Unfortunately, this is where many retail traders get greedy and blow it. They will do 10 trades and hit their profit target on 9 of them. They will start seeing huge piles of money in their future and get greedy. They will start taking more risk on their trades than their account can handle.
200 trades of break-even or profitable performance risking 1% per trade. Don't even think about increasing your risk tolerance until you do it. When you get to this point, increase you risk to 2%. Do 1,000 trades at this level and show break-even or profit.
If you blow your account, go back down to 1% until you can figure out what the hell you did differently or wrong, fix your strategy, and try again.
Once you clear 1,000 trades at 2%, it's really up to you if you want to increase your risk. I don't recommend it. Even 2% is bordering on gambling to be honest.
LESSON 4 - THE 500 PIP DRAWDOWN RULE
This is a rule I created for myself and it's a great way to help protect your account from blowing.
Sometimes the market goes insane. Like really insane. Insane to the point that your broker can't keep up and they can't hold your orders to the SL and TP levels you specified. They will try, but during a flash crash like we had at the start of January 2019 the rules can sometimes go flying out the window on account of the trading servers being unable to keep up with all the shit that's hitting the fan.

▶ [ENTRIES SHOWN]:
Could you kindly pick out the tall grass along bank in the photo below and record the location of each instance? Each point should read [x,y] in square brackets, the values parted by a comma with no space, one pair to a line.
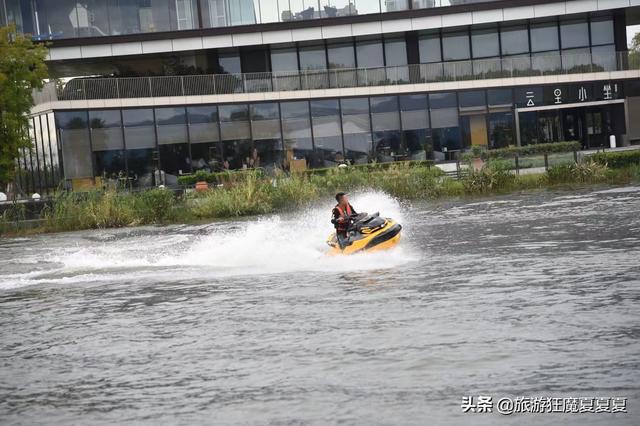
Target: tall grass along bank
[259,194]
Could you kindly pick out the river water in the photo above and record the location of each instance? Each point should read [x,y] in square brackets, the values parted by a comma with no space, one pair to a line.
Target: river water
[249,322]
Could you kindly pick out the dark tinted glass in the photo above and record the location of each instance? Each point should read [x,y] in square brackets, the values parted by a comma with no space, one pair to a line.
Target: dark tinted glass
[484,43]
[137,117]
[442,100]
[369,54]
[429,47]
[341,55]
[229,63]
[294,109]
[601,31]
[234,112]
[499,97]
[284,59]
[413,102]
[325,107]
[544,36]
[72,120]
[455,46]
[574,34]
[266,111]
[514,40]
[203,114]
[355,106]
[313,58]
[105,118]
[170,116]
[384,104]
[472,99]
[395,52]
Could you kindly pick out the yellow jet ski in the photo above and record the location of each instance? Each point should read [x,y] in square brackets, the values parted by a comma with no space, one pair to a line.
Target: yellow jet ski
[368,232]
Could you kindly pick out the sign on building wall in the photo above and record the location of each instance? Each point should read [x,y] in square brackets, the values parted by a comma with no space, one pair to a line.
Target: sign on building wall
[536,96]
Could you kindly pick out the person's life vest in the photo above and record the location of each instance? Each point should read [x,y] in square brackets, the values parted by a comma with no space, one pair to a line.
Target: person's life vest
[345,214]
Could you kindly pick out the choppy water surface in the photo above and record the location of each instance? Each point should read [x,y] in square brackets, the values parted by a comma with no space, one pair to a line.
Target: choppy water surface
[250,323]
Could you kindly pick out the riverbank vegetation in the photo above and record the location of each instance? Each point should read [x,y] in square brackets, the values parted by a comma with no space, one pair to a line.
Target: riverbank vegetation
[256,193]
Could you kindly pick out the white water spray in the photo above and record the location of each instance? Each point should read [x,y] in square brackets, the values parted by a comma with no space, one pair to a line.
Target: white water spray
[287,243]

▶ [WHAT THE TASK REQUIRES]: Please retype the part of the trading risk text above between "Sometimes the market" and "hitting the fan.", inclusive.

▶ [SOLUTION TO THE EXERCISE]:
Sometimes the market goes insane. Like really insane. Insane to the point that your broker can't keep up and they can't hold your orders to the SL and TP levels you specified. They will try, but during a flash crash like we had at the start of January 2019 the rules can sometimes go flying out the window on account of the trading servers being unable to keep up with all the shit that's hitting the fan.